## Material for this task

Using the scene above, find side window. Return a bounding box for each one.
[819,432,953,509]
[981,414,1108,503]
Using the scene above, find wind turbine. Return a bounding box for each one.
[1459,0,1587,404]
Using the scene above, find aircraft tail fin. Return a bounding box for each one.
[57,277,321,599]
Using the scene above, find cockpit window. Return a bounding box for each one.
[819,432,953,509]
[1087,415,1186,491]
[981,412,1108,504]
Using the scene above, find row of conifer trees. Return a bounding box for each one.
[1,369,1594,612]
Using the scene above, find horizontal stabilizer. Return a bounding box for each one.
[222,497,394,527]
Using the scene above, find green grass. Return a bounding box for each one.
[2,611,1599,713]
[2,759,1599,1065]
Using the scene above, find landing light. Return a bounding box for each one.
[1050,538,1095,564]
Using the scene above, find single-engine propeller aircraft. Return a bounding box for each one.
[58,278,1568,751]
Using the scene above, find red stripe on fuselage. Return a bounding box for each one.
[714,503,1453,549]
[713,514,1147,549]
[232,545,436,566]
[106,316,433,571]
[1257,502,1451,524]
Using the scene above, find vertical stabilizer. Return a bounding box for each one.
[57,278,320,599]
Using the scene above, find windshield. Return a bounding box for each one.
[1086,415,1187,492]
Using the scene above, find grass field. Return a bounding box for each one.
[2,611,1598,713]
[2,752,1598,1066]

## Exercise objective
Every record must be transcribed exactly as written.

## Task response
Using the scene above, find side window. Return a bounding box for each one.
[819,432,953,509]
[981,414,1108,503]
Using the scene above, find wind turbine. Return a bounding box for each one.
[1459,0,1587,404]
Using the scene above, find aircraft tail fin. Return a bounding box for each one.
[57,277,321,599]
Using the scene above, find cockpit window. Return a bounding box for each one.
[819,432,953,509]
[1087,415,1186,491]
[981,412,1108,504]
Using the scene above, find row of conifer trees. Return a bounding box for each one.
[1,369,1594,612]
Using the scene above, find horizontal stabilizer. Return a bounding box for each one.
[222,497,394,527]
Using the scene above, find green grass. Return a bounding box for each one.
[2,611,1599,713]
[2,759,1599,1065]
Using the scene above, find landing light. Return a bounding box for each one.
[1050,538,1095,564]
Using the scene above, find single-engine propeller aircraft. Return a bounding box for each one.
[58,278,1568,751]
Using the scene above, find red stripe on fuselage. Return a bounding box for each one.
[714,503,1453,549]
[713,514,1147,549]
[232,545,436,566]
[106,316,433,571]
[1257,502,1451,524]
Using the scene above, find vertical stabilizer. Return a bounding box for each one.
[57,278,320,599]
Using the scene above, find windshield. Return a bounding box for each one.
[1086,415,1187,492]
Using the scene above, find grass field. Return a bounding box for each one.
[2,611,1598,713]
[2,752,1598,1066]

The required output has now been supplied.